EXERCISE AIM: Your job is to restate each entry word for word.
-- start of RAW RECORDS --
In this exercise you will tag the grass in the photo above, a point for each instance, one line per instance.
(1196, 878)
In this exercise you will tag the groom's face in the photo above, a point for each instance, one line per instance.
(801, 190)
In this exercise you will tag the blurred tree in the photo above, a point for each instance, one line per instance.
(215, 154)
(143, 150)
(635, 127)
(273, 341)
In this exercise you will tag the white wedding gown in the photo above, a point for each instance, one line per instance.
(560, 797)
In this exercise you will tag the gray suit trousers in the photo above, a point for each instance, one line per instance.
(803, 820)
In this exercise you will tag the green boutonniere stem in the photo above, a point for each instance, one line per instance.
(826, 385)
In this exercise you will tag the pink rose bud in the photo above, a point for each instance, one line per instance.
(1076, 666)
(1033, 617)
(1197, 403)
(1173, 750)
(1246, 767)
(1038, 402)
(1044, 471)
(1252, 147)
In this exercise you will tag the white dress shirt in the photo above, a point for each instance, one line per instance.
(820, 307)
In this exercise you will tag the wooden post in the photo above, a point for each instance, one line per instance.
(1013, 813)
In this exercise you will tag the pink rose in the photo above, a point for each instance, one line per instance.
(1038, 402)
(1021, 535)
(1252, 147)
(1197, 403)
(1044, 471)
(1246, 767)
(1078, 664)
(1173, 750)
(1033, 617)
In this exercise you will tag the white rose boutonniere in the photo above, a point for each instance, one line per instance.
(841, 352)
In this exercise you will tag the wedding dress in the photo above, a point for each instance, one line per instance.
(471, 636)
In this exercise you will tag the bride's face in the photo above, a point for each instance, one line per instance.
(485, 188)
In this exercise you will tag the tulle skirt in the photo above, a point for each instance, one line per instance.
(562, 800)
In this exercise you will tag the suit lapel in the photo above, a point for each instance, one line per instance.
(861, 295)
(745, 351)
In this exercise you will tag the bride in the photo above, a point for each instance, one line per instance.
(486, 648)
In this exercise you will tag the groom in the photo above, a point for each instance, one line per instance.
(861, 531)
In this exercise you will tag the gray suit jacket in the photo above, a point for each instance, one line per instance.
-- end of RAW RECORDS --
EXERCISE RESULT:
In this exercise you will tag the grass in the photo above, a point for each instance, one line per instance.
(1196, 878)
In this exercise you will tag the groom's face in the photo above, a point for each instance, one line per instance.
(801, 190)
In this exercise you will tag the blurred tree in the photo above, a point for each instance, one line per instance.
(215, 154)
(143, 150)
(635, 127)
(273, 341)
In this exercise you will tag the white wedding gown in the photo above, a point for each instance, one line per instance.
(560, 797)
In this exercise you will tag the gray suit trousers in the photo above, a point for each instance, one line per instance.
(803, 820)
In this exercise you will tag the green boutonniere stem in the photo above, a point for each instance, one line per instance.
(826, 385)
In this exercise you will tag the pink rose bud in the photo above, a point for each instance, one line per instance.
(1076, 666)
(1033, 617)
(1197, 403)
(1173, 750)
(1246, 767)
(1038, 402)
(1044, 471)
(1252, 147)
In this exercise you will tag the white dress shirt in the photo above, a point for each instance, one line per instance.
(820, 307)
In this exercise you will tag the wooden post in the photo above, a point for each instance, one line per instance.
(1013, 813)
In this exercise you will tag the pink rose in the photo above, a point for each instance, one line per instance.
(1038, 402)
(1021, 535)
(1252, 147)
(1197, 403)
(1044, 471)
(1246, 767)
(1078, 664)
(1173, 750)
(1033, 617)
In this exercise you will tag the white rose boutonniere in the photo above, a point for each instance, one line per instance.
(841, 352)
In this exercise you will tag the wedding dress in the photo above, a point for each instance, one line per instance.
(471, 636)
In this exercise you will tag the bride's face in the photo above, a point for each instance, one line per instance.
(485, 188)
In this exercise you will tag the tulle skirt in the photo above, a point for each instance, one line per instance.
(562, 800)
In this exercise you will tag the suit lapel in the photo above, a point for each instance, one line per instance.
(861, 295)
(745, 351)
In this exercise you will tag the bride in the photo above, a point for each instance, one line per instance.
(486, 648)
In this exercise you will tag the groom in the photo above, a point for each instance, one line per instance.
(861, 531)
In this exercise you will tag the gray suit jacket in the photo above, a point for each instance, one line per instance.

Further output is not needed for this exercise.